EXTRAIT À LIRE:
****************
Je vais essayer de vous parler de mon travail plus que de moi-même, cependant, comme ne l’annonce pas le titre, vous devrez subir les assauts tout puissants d’une subjectivité indomptable.
Avant de plonger dans les eaux inquiétantes d’une maladroite présentation en vous offrant non pas un ballet nautique mais quelques éclaircissements sur les raisons qui me guident ou me perdent dans le domaine de l’art, permettez-moi de chausser des palmes grace à la citation suivante :

“En vérité, je n’ai jamais choisi un sujet de film. J’ai laissé une idée entrer dans ma tête, grandir et se développer, j’ai pris des notes et des notes et , au moment où je me sentais envahi : en avant... C’est une manière de procèder, non par choix ou par adoption, mais par envahissement progressif.”

extrait de la correspondance de François Truffaut.

En ce qui me concerne, l’envahissement progressif dure depuis 35 ans, ce qui ne m’empêche pas d’être un fervent adepte de la paresse intellectuelle et de la contemplation gratuite. Je me délecte à comprendre approximativement les choses inhérentes à ma vie d’artiste, et à la vie en général, cela me permettant d’avancer par cercles concentriques, mais à tatons, vers un point de fuite opaque et mouvant. J’ai souvent l’impression de passer d’une idée à l’autre en m’arrêtant parfois sur un médium sans pour autant
l’investir totalement. Mais au fait, pourquoi devrais-je légitimer l’instant présent en le figeant dans une démarche créatrice tellement calibrée qu’elle n’en deviendrait qu’une affirmation plastique de plus dans un monde qui vomit sans discontinuer du sens et du contre sens? La fuite en apesenteur, certes dans une obscurité galactique n’a-t-elle pas de propriétés plus excitantes qu’un simple tour de manège à la fête foraine, vous laissant un arrière goût de frustration, mèlé à une envie de rendre post-popcorniène ?
Non, décidément, je ne sais naturellement faire qu’une chose, c’est du remix-global, de la synthèse expérimentale d’idées, de formes, de couleurs et de sons, en temps réel, avec parfois une séance d’enregistement improvisée, immédiatement rangée et répertoriée pour être exumée le moment venu, lors d’une tentative de création.
Au fil du temps, les projets plastiques réalisés avec plus ou moins de succés forment un paysage que l’on peut comprendre de différente façon suivant l’angle selon lequel on le considère et la saison durant laquelle le parcours a lieu.
****************
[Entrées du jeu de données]
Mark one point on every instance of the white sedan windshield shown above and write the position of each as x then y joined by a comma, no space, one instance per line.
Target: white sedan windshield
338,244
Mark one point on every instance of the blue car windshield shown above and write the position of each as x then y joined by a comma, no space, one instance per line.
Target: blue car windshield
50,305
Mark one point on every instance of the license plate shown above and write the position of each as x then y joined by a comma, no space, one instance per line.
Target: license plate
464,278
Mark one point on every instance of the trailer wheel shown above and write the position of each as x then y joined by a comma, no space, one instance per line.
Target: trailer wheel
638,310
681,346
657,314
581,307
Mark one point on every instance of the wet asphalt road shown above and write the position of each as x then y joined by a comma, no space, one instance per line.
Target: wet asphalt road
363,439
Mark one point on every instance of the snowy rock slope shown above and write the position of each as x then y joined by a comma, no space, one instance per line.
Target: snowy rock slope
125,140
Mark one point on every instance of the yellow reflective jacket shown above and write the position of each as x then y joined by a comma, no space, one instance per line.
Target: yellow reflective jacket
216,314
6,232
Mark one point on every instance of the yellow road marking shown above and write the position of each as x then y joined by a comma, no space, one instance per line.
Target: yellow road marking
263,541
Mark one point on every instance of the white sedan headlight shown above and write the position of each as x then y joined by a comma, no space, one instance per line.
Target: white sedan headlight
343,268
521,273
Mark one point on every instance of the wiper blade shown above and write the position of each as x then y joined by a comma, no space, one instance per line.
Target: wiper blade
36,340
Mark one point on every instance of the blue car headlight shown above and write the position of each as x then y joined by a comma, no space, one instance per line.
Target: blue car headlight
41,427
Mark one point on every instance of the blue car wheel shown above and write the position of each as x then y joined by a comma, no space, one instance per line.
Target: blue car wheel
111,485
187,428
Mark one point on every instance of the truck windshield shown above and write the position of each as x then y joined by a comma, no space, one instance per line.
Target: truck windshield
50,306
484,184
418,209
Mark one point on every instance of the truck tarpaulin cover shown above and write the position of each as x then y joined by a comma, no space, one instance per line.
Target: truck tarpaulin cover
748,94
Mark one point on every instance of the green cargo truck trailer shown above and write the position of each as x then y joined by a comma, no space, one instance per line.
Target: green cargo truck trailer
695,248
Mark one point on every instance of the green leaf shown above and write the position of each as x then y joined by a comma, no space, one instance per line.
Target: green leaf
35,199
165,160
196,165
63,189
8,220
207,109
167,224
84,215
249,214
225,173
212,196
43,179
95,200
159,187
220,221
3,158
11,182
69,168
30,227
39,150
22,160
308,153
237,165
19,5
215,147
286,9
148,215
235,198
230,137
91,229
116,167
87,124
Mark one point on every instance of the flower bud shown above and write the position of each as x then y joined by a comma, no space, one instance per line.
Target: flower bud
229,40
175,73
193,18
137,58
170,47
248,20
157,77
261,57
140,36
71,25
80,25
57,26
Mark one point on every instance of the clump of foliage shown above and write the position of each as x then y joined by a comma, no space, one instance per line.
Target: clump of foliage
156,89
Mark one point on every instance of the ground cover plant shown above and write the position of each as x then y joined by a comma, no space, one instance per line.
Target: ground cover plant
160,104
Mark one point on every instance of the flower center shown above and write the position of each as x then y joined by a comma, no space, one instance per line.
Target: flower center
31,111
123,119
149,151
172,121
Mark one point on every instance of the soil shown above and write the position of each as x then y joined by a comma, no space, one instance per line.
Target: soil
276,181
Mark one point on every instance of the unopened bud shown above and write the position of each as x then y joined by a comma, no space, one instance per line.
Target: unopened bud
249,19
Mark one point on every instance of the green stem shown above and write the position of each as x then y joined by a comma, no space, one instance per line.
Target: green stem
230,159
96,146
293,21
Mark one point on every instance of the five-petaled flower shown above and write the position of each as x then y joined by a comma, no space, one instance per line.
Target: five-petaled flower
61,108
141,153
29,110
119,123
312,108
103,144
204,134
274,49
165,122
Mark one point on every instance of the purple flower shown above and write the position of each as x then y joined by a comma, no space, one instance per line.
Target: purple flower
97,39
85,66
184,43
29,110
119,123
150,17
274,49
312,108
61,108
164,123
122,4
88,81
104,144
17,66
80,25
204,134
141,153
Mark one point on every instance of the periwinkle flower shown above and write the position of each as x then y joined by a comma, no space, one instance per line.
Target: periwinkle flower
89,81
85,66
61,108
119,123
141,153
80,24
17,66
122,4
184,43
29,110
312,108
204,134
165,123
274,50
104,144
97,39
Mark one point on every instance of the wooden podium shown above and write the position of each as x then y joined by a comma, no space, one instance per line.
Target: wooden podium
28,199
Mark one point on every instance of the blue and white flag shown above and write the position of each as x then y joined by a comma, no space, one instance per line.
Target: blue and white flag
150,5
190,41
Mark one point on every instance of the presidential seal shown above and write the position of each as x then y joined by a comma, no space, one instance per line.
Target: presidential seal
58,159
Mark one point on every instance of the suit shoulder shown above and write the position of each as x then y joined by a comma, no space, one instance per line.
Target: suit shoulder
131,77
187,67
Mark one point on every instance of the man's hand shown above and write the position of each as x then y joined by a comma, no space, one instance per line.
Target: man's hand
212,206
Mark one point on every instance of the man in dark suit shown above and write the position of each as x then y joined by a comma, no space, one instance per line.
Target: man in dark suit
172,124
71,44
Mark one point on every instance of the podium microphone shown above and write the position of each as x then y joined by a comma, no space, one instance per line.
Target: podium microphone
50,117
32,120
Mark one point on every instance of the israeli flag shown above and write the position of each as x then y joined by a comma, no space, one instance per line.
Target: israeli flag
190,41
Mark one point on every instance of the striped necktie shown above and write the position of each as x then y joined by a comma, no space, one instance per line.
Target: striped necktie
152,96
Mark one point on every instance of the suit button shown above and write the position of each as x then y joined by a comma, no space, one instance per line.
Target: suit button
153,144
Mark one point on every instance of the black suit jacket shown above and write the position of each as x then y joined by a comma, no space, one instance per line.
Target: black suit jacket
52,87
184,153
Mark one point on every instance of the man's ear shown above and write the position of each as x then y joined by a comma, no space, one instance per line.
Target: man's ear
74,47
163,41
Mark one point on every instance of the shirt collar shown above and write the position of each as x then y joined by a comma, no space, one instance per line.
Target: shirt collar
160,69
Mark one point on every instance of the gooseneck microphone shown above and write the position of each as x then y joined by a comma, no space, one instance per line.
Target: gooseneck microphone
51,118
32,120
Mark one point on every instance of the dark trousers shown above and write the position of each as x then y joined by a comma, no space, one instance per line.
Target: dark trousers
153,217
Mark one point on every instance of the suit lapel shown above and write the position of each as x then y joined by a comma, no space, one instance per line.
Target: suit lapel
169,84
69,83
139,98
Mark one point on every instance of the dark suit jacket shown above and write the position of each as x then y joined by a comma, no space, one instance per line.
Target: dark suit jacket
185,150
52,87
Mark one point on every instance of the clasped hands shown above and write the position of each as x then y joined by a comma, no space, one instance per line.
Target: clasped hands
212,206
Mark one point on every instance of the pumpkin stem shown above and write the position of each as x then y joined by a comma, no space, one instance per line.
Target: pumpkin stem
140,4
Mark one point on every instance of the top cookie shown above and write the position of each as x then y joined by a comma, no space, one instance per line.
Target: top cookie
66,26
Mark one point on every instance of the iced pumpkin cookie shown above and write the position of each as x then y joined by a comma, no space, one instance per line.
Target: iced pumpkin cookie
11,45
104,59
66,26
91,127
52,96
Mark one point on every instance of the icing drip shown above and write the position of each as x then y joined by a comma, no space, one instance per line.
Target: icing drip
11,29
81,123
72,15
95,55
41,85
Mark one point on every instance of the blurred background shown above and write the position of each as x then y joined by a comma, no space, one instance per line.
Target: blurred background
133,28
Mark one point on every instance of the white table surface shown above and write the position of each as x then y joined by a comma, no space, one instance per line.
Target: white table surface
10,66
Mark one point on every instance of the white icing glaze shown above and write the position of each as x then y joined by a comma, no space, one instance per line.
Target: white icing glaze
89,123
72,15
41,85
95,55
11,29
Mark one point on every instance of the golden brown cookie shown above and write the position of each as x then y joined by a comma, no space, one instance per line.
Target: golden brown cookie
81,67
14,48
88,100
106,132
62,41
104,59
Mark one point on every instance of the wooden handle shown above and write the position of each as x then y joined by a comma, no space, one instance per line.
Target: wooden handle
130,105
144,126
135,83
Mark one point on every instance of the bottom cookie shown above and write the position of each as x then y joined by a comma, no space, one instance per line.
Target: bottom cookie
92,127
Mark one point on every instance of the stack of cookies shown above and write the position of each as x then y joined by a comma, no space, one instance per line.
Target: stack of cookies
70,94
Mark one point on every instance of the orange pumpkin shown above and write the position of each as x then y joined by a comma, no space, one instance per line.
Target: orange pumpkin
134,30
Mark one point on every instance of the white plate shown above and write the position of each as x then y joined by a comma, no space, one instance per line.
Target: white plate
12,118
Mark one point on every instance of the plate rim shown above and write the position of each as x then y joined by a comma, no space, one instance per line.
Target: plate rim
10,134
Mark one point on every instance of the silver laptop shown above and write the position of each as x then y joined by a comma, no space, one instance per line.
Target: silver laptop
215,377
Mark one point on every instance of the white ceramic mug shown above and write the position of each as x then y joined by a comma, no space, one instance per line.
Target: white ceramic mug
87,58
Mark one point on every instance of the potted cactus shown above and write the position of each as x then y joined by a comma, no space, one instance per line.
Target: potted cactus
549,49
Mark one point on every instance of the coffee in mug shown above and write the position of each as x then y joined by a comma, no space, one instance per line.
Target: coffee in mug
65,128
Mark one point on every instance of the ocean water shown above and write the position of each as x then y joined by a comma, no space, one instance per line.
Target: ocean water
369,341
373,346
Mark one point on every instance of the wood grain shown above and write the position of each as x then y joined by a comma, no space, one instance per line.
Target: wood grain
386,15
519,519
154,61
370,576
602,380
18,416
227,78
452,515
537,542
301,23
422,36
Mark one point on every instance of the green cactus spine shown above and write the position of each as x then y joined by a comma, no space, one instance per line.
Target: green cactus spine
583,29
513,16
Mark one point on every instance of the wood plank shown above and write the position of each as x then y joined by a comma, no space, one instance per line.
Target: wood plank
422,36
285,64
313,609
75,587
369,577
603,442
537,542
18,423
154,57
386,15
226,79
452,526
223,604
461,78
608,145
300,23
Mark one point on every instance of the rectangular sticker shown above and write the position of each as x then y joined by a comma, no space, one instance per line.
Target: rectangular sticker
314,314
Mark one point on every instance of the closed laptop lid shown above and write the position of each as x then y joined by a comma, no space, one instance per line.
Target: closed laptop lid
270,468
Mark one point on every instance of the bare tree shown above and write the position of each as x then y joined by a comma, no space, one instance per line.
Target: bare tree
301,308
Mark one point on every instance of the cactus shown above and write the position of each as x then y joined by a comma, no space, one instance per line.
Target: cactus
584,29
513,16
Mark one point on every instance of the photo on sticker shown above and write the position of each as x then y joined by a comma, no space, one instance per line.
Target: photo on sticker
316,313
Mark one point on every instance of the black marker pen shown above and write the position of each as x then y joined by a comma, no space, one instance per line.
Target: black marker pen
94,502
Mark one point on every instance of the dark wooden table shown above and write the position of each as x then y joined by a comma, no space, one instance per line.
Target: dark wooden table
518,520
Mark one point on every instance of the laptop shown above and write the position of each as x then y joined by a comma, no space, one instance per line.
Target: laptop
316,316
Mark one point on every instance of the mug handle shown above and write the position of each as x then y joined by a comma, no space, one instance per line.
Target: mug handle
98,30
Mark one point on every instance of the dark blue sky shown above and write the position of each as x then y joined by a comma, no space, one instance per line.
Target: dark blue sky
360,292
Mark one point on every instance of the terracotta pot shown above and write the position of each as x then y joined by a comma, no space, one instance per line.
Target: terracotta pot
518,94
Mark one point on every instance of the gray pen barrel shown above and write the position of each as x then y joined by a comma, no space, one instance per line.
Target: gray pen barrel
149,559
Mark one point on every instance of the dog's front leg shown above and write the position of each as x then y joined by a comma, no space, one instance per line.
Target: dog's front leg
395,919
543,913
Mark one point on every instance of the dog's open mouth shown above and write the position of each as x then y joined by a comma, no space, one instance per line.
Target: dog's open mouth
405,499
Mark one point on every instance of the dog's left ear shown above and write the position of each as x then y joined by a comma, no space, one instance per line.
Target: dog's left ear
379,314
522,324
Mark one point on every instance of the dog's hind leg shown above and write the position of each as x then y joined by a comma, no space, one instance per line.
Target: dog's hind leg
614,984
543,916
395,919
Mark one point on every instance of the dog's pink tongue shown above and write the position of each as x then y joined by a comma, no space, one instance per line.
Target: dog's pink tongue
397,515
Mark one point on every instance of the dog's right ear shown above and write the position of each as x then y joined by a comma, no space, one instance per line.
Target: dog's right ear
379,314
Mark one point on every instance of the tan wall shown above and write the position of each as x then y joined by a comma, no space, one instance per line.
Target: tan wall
****************
TRAVAIL À FAIRE:
A) D'après l'extrait à lire, depuis combien de temps dure l'« envahissement progressif » de la personne qui s'exprime ?
B) Recopiez fidèlement l'extrait à lire, depuis « Au fil du temps, les » jusqu'à « parcours a lieu. » inclus.

CORRIGÉ:
A) Depuis 35 ans.

B)
Au fil du temps, les projets plastiques réalisés avec plus ou moins de succés forment un paysage que l’on peut comprendre de différente façon suivant l’angle selon lequel on le considère et la saison durant laquelle le parcours a lieu.